» LISTED RECORDS

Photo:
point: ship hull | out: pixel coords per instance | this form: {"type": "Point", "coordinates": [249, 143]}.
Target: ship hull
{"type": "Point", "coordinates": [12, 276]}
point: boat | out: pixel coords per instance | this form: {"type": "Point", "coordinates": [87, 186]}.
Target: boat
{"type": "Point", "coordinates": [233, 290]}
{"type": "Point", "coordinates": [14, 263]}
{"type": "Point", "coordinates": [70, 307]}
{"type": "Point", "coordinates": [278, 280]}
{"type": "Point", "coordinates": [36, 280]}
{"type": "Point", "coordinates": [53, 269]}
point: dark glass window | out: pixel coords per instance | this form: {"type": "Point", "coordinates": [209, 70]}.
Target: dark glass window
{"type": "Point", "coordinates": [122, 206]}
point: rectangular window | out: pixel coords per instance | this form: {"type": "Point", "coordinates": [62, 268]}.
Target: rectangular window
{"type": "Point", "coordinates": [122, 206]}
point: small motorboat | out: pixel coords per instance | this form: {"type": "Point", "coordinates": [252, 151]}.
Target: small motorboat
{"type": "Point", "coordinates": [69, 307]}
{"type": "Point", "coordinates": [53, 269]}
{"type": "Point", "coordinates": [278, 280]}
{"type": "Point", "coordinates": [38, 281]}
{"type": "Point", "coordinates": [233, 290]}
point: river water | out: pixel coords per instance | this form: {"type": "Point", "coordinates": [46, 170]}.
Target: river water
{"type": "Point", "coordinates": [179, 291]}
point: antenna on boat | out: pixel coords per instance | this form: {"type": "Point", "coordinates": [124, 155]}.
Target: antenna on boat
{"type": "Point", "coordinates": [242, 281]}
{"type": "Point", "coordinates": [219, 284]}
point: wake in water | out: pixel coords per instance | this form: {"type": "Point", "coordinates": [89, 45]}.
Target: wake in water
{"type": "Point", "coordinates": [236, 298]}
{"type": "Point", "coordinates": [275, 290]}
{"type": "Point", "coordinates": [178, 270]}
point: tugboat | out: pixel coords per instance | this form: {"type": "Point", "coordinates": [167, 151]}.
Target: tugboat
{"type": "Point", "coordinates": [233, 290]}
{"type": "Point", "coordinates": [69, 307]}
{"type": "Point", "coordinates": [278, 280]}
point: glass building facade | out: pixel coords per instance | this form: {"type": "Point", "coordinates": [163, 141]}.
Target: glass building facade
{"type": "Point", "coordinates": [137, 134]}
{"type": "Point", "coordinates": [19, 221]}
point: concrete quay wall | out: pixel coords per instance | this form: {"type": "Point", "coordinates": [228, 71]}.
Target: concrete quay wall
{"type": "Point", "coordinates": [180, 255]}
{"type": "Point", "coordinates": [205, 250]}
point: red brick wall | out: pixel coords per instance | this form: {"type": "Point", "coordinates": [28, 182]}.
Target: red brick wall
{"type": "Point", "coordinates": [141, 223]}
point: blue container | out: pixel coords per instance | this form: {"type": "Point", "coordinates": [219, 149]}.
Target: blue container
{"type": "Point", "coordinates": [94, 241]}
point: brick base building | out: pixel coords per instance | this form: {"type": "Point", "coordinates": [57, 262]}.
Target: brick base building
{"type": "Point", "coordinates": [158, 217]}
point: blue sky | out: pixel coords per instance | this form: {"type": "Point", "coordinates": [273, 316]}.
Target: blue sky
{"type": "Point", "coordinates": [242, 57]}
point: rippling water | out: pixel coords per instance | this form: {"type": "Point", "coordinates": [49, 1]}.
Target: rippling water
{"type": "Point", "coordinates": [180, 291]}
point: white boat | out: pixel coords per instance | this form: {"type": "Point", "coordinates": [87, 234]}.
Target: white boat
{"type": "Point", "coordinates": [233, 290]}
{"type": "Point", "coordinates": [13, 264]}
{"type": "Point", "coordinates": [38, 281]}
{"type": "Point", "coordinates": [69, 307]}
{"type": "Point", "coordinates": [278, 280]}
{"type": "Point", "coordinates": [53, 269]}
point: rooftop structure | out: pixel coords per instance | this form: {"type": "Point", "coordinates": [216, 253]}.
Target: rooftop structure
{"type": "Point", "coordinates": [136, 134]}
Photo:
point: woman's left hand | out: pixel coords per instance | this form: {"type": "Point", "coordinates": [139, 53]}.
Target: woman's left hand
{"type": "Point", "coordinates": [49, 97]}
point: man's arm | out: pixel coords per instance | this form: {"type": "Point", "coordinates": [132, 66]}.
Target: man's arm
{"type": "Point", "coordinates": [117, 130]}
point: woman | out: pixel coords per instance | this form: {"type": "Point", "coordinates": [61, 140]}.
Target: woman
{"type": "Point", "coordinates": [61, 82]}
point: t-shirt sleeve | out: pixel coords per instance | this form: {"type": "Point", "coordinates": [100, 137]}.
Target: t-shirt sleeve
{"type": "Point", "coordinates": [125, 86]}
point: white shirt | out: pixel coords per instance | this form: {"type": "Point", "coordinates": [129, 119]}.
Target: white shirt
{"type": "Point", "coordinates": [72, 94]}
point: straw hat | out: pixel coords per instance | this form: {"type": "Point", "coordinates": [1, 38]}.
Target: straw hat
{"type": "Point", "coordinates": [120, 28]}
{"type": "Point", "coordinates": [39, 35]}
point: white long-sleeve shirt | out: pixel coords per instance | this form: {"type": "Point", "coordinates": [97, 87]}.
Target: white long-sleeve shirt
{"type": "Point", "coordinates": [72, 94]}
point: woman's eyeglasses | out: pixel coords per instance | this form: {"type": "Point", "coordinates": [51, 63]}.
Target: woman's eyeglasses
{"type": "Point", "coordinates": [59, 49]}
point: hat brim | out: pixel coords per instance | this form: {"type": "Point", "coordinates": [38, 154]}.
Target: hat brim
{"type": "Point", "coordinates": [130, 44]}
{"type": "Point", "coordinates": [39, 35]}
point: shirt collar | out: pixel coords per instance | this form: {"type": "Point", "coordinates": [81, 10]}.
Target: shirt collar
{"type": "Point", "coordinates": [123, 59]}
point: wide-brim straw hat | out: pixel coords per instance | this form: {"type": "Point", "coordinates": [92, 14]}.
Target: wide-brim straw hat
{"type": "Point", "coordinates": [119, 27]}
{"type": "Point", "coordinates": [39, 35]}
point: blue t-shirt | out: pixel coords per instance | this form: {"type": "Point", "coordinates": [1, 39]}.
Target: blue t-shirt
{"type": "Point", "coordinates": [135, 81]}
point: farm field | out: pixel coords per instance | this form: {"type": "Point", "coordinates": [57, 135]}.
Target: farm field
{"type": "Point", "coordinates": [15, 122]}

» WHAT IS ASKED
Copy out all of the rows above again, substituting "pixel coordinates" for every occurrence of "pixel coords" and leaving every other part unchanged.

» ANSWER IN FULL
Photo:
point: ship hull | out: pixel coordinates per instance | this form: {"type": "Point", "coordinates": [249, 143]}.
Target: ship hull
{"type": "Point", "coordinates": [12, 276]}
point: boat | out: pixel coordinates per instance | this form: {"type": "Point", "coordinates": [87, 186]}.
Target: boat
{"type": "Point", "coordinates": [233, 290]}
{"type": "Point", "coordinates": [14, 263]}
{"type": "Point", "coordinates": [70, 307]}
{"type": "Point", "coordinates": [278, 280]}
{"type": "Point", "coordinates": [36, 280]}
{"type": "Point", "coordinates": [53, 269]}
point: dark glass window | out: pixel coordinates per instance | this form: {"type": "Point", "coordinates": [209, 70]}.
Target: dark glass window
{"type": "Point", "coordinates": [122, 206]}
point: rectangular window | out: pixel coordinates per instance | this form: {"type": "Point", "coordinates": [62, 268]}.
Target: rectangular window
{"type": "Point", "coordinates": [122, 206]}
point: small motorboat | out: pixel coordinates per instance | this form: {"type": "Point", "coordinates": [252, 151]}.
Target: small motorboat
{"type": "Point", "coordinates": [69, 307]}
{"type": "Point", "coordinates": [53, 269]}
{"type": "Point", "coordinates": [278, 280]}
{"type": "Point", "coordinates": [38, 281]}
{"type": "Point", "coordinates": [233, 290]}
point: river water | out: pixel coordinates per instance | this form: {"type": "Point", "coordinates": [46, 170]}.
Target: river water
{"type": "Point", "coordinates": [179, 291]}
point: antenna on boat | out: pixel coordinates per instance | this form: {"type": "Point", "coordinates": [124, 155]}.
Target: antenna on boat
{"type": "Point", "coordinates": [242, 281]}
{"type": "Point", "coordinates": [219, 284]}
point: wake in water | out: pixel coordinates per instance | this form: {"type": "Point", "coordinates": [89, 45]}.
Target: wake in water
{"type": "Point", "coordinates": [236, 298]}
{"type": "Point", "coordinates": [275, 290]}
{"type": "Point", "coordinates": [178, 270]}
point: tugboat | out: pixel coordinates per instance | this form: {"type": "Point", "coordinates": [167, 151]}.
Target: tugboat
{"type": "Point", "coordinates": [233, 290]}
{"type": "Point", "coordinates": [69, 307]}
{"type": "Point", "coordinates": [278, 280]}
point: glass building facade | out: pixel coordinates per instance | this form: {"type": "Point", "coordinates": [163, 141]}.
Target: glass building facade
{"type": "Point", "coordinates": [137, 134]}
{"type": "Point", "coordinates": [19, 221]}
point: concrete quay wall | out: pixel coordinates per instance | this form: {"type": "Point", "coordinates": [228, 71]}.
Target: concrete quay wall
{"type": "Point", "coordinates": [180, 255]}
{"type": "Point", "coordinates": [205, 250]}
point: red brick wall | out: pixel coordinates per instance | this form: {"type": "Point", "coordinates": [28, 182]}.
Target: red brick wall
{"type": "Point", "coordinates": [141, 223]}
point: blue container | out: pixel coordinates per instance | this form: {"type": "Point", "coordinates": [219, 149]}.
Target: blue container
{"type": "Point", "coordinates": [94, 241]}
point: brick base building | out: pixel coordinates per instance | this form: {"type": "Point", "coordinates": [57, 262]}.
Target: brick base building
{"type": "Point", "coordinates": [158, 217]}
point: blue sky | out: pixel coordinates per instance | this form: {"type": "Point", "coordinates": [273, 316]}.
Target: blue sky
{"type": "Point", "coordinates": [242, 57]}
point: rippling water | out: pixel coordinates per instance | this form: {"type": "Point", "coordinates": [49, 1]}.
Target: rippling water
{"type": "Point", "coordinates": [180, 291]}
point: white boat | out: pixel coordinates per instance | this form: {"type": "Point", "coordinates": [87, 234]}.
Target: white boat
{"type": "Point", "coordinates": [233, 290]}
{"type": "Point", "coordinates": [13, 264]}
{"type": "Point", "coordinates": [38, 281]}
{"type": "Point", "coordinates": [69, 307]}
{"type": "Point", "coordinates": [278, 280]}
{"type": "Point", "coordinates": [53, 269]}
point: rooftop structure | out: pixel coordinates per instance | this form: {"type": "Point", "coordinates": [216, 253]}.
Target: rooftop structure
{"type": "Point", "coordinates": [136, 134]}
Photo:
point: woman's left hand | out: pixel coordinates per instance | this form: {"type": "Point", "coordinates": [139, 53]}.
Target: woman's left hand
{"type": "Point", "coordinates": [49, 97]}
point: man's arm | out: pixel coordinates per instance | this form: {"type": "Point", "coordinates": [132, 66]}.
Target: man's arm
{"type": "Point", "coordinates": [117, 130]}
point: woman | out: pixel coordinates per instance | this form: {"type": "Point", "coordinates": [61, 140]}.
Target: woman
{"type": "Point", "coordinates": [61, 82]}
point: t-shirt sleeve | out: pixel coordinates per instance | this form: {"type": "Point", "coordinates": [100, 137]}.
Target: t-shirt sleeve
{"type": "Point", "coordinates": [125, 86]}
point: white shirt | out: pixel coordinates per instance | this form: {"type": "Point", "coordinates": [129, 119]}.
Target: white shirt
{"type": "Point", "coordinates": [72, 94]}
point: straw hat | out: pixel coordinates per instance | this form: {"type": "Point", "coordinates": [1, 38]}.
Target: straw hat
{"type": "Point", "coordinates": [120, 28]}
{"type": "Point", "coordinates": [39, 35]}
point: white long-sleeve shirt | out: pixel coordinates per instance | this form: {"type": "Point", "coordinates": [97, 87]}.
Target: white long-sleeve shirt
{"type": "Point", "coordinates": [72, 94]}
point: woman's eyeglasses | out: pixel coordinates per instance | this form: {"type": "Point", "coordinates": [51, 63]}.
Target: woman's eyeglasses
{"type": "Point", "coordinates": [59, 49]}
point: hat brim | out: pixel coordinates per instance | this form: {"type": "Point", "coordinates": [38, 154]}.
Target: hat brim
{"type": "Point", "coordinates": [130, 44]}
{"type": "Point", "coordinates": [39, 35]}
point: shirt collar | out: pixel coordinates per instance | this form: {"type": "Point", "coordinates": [81, 10]}.
Target: shirt collar
{"type": "Point", "coordinates": [123, 59]}
point: wide-brim straw hat | out: pixel coordinates per instance | this form: {"type": "Point", "coordinates": [92, 14]}.
Target: wide-brim straw hat
{"type": "Point", "coordinates": [119, 27]}
{"type": "Point", "coordinates": [39, 35]}
point: blue t-shirt | out: pixel coordinates per instance | this form: {"type": "Point", "coordinates": [1, 39]}.
Target: blue t-shirt
{"type": "Point", "coordinates": [135, 81]}
point: farm field | out: pixel coordinates per instance | this form: {"type": "Point", "coordinates": [57, 135]}.
Target: farm field
{"type": "Point", "coordinates": [15, 122]}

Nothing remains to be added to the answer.